> **READING TEXT**:
>> START

That's the view of Chris Lehane, the man charged with overseeing bankruptcies in Ireland as official assignee. Lehane, who retired last Friday, took up the post at a time when a tsunami of property-related debt was starting to hit the courts.

When he took up office in 2009, a bankrupt remained in that position for life unless a deal could be negotiated with creditors.

“I remember reading one of the files of a long-deceased bankrupt whose estate was then being discharged, where there was a note from 1920 that the bankruptcy inspector should not visit the area in Galway where the bankrupt lived, as rebel activity meant it would be unsafe for him to do so.”

READ MORE

In 2011 the law was changed so that people were automatically discharged from bankruptcy after 12 years. Two years later the period was reduced to three years, and in 2015 it went down to one year.

Proposals currently being examined would see the courts being removed from the bankruptcy application process, which would be shifted online, making the system “more attractive, accessible, and cheaper”.

Complying with obligations

Lehane does not believe the pendulum has swung too far in favour of the debtor, because people who are deemed not to be co-operating with the system can have their period of bankruptcy extended.

>> END

> **DATASET CONTENT**:

>> START

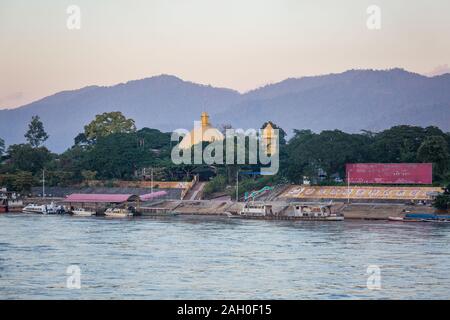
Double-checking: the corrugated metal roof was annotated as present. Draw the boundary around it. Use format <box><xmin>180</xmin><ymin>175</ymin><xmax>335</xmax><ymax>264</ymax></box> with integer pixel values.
<box><xmin>65</xmin><ymin>193</ymin><xmax>138</xmax><ymax>203</ymax></box>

>> END

> **WORK TO DO**: Pick up the article on Ireland's bankruptcy system where it stops and write the next few paragraphs.

> **REPLY**:
“People who come in and pay, fly out, and those who act the maggot stay in, until we find out why they haven’t been co-operating.”

It tends to be in circumstances where business partners, wives, and trade creditors have applied to have debtors made bankrupt, as against the bankrupts themselves having sought adjudication, that the bankrupts try not to comply with their obligations.

His experience is that one in 20 bankrupts tries to hide assets, but most of those come around to co-operating by the end of the year “after we have threatened and threatened” that their bankruptcy period will be extended.

Often the creditors who have sought to have a person declared bankrupt in the first place have useful information about what assets the bankrupt might be trying to hide, Lehane said.

In his experience, it is when you go back to when the bankrupt was doing well financially, and look at statements of affairs drawn up when the person was trying to convince a bank to approve a loan, that you find “the nuggets”.

Fire sales

Lehane is adamant that his office does not, as some have alleged, engage in asset “fire sales”. To the contrary, valuable assets that were in the estates of some bankrupts from the period after the property market collapsed, have “really come good” in recent years, as values have recovered prior to their being sold.

Bankrupts’ estates have benefited significantly over recent years, he says, from the sale by the banks of wealthy people’s property-backed loans, at discount prices, to multinational investment funds.

Some of the bankrupts he has dealt with were in partnerships with wealthy people. The loans against valuable properties that they co-owned in this arrangement were sold by the banks to investment or so-called “vulture” funds.

The funds were willing to settle with the partnerships in return for their surrendering the building that backed the loans, and walk away from the rest of the debt, said Lehane, once the value of the property exceeded the price the fund had paid for the loans.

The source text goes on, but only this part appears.